- WHAT IS EXPECTED
The full listing below must be printed exactly, word for word.

::::::

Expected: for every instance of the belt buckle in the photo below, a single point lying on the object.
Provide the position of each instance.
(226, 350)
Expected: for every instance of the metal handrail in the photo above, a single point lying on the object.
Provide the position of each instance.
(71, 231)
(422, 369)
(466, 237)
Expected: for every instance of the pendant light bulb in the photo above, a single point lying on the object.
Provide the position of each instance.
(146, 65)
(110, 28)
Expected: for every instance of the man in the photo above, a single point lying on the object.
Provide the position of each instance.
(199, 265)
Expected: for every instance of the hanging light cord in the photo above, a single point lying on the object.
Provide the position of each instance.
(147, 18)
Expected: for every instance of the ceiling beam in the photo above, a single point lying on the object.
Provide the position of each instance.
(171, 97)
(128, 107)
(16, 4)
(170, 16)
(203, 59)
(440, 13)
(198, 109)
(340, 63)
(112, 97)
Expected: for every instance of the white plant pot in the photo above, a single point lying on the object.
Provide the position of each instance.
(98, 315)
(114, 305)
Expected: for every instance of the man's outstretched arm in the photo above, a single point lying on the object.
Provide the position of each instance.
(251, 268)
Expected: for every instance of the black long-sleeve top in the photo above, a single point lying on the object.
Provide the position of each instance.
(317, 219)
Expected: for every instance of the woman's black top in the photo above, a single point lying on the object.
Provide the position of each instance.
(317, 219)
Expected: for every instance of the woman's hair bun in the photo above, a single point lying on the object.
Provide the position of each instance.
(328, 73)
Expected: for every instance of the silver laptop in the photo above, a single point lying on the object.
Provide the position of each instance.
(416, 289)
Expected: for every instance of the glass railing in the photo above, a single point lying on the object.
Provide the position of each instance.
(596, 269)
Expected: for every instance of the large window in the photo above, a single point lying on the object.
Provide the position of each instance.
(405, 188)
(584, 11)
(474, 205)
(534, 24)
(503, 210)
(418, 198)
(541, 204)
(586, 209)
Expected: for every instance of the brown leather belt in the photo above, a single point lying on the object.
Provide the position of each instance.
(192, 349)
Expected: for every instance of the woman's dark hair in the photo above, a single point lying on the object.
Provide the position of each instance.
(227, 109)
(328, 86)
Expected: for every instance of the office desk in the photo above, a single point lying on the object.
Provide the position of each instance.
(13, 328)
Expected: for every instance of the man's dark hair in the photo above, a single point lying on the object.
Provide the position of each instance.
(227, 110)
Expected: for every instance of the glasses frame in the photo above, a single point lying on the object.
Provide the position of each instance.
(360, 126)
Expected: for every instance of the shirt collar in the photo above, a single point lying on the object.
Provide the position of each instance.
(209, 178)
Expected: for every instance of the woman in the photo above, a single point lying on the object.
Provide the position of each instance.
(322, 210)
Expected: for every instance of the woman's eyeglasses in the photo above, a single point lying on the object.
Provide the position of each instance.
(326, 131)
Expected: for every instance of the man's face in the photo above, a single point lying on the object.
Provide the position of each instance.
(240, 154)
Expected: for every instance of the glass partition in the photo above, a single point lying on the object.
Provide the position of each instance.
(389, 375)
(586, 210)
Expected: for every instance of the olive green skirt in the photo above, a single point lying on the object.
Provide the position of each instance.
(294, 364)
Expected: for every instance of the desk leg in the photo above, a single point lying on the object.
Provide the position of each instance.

::::::

- EXERCISE OUTPUT
Expected: for every instance of the belt buckle in the photo below, a single point lying on the object.
Provide the position of each instance.
(226, 350)
Expected: for every instance of the metal handrail in the photo above, a single point lying on the object.
Provide the position of each instance.
(71, 231)
(422, 369)
(466, 237)
Expected: for every instance of the pendant light bulb in the photo above, a single point lying on the object.
Provide the position of each instance.
(146, 65)
(110, 28)
Expected: for every instance of the man in the photo above, a single point lying on the object.
Provide the position of each instance.
(199, 265)
Expected: for every instance of the hanging light cord in the photo above, a single point lying on the object.
Provide the position of each instance.
(147, 18)
Expected: for every instance of the ceiling beam in the photo above, a single point lying on the object.
Provide the position of each instance.
(171, 97)
(128, 107)
(16, 4)
(170, 16)
(203, 59)
(440, 13)
(198, 109)
(340, 63)
(112, 97)
Expected: for every instance of the white plant pot in the photo above, a single point lying on the object.
Provide the position of each instance.
(98, 315)
(114, 305)
Expected: for every instance of the man's outstretched arm in the photo above, a single point lying on the object.
Provide the position of each instance.
(251, 268)
Expected: for every instance of the black long-sleeve top in the photo above, a single point lying on the object.
Provide the position of each instance.
(317, 219)
Expected: for every instance of the woman's black top in the photo above, a single point lying on the object.
Provide the position of each instance.
(317, 219)
Expected: for every instance of the woman's hair bun in the photo above, a single point lying on the object.
Provide the position of each instance.
(328, 73)
Expected: for every instance of the silver laptop in the photo above, a single point lying on the object.
Provide the position of each instance.
(416, 289)
Expected: for every instance of the glass railing in the photo above, a single point lying on the object.
Provide the position of each instance.
(596, 269)
Expected: for every instance of the large window in the photo above, a single point lying on the object.
Provide the position of each instance.
(405, 188)
(584, 11)
(474, 205)
(534, 24)
(503, 210)
(418, 198)
(541, 204)
(586, 209)
Expected: for every instance of the brown leather belt in the photo above, a single point lying on the object.
Provide the position of each instance.
(192, 349)
Expected: for every instance of the woman's dark hair in the photo above, a single point lying on the object.
Provide the position of each instance.
(227, 109)
(328, 86)
Expected: for every instance of the office desk in the photo above, a single point lying on the object.
Provide the position of each instance.
(13, 328)
Expected: for every instance of the man's dark hair in the photo above, a single point lying on the object.
Provide the position of each instance.
(227, 110)
Expected: for every instance of the glasses frame in the photo above, a single point lying on the object.
Provide the position of each instance.
(360, 126)
Expected: for every instance of the shirt collar in the photo above, a single point lying on the object.
Provide the position of each instance.
(209, 178)
Expected: for every instance of the woman in the photo above, a single point lying on the object.
Provide the position of each instance.
(322, 210)
Expected: for every instance of the woman's eyeglasses in the photo above, a single point lying on the object.
Provide the position of each instance.
(326, 131)
Expected: for every instance of the man's face in the photo above, a single point lying on the object.
Provide the position of each instance.
(240, 154)
Expected: for every instance of the glass partition in the photo above, a single point lying on the object.
Provide the position of each instance.
(389, 375)
(586, 210)
Expected: for every instance of the olive green skirt in the photo above, a single point lying on the object.
Provide the position of each instance.
(294, 364)
Expected: for every instance of the desk leg in the photo above, a single point lying on the object.
Provide the position of each instance.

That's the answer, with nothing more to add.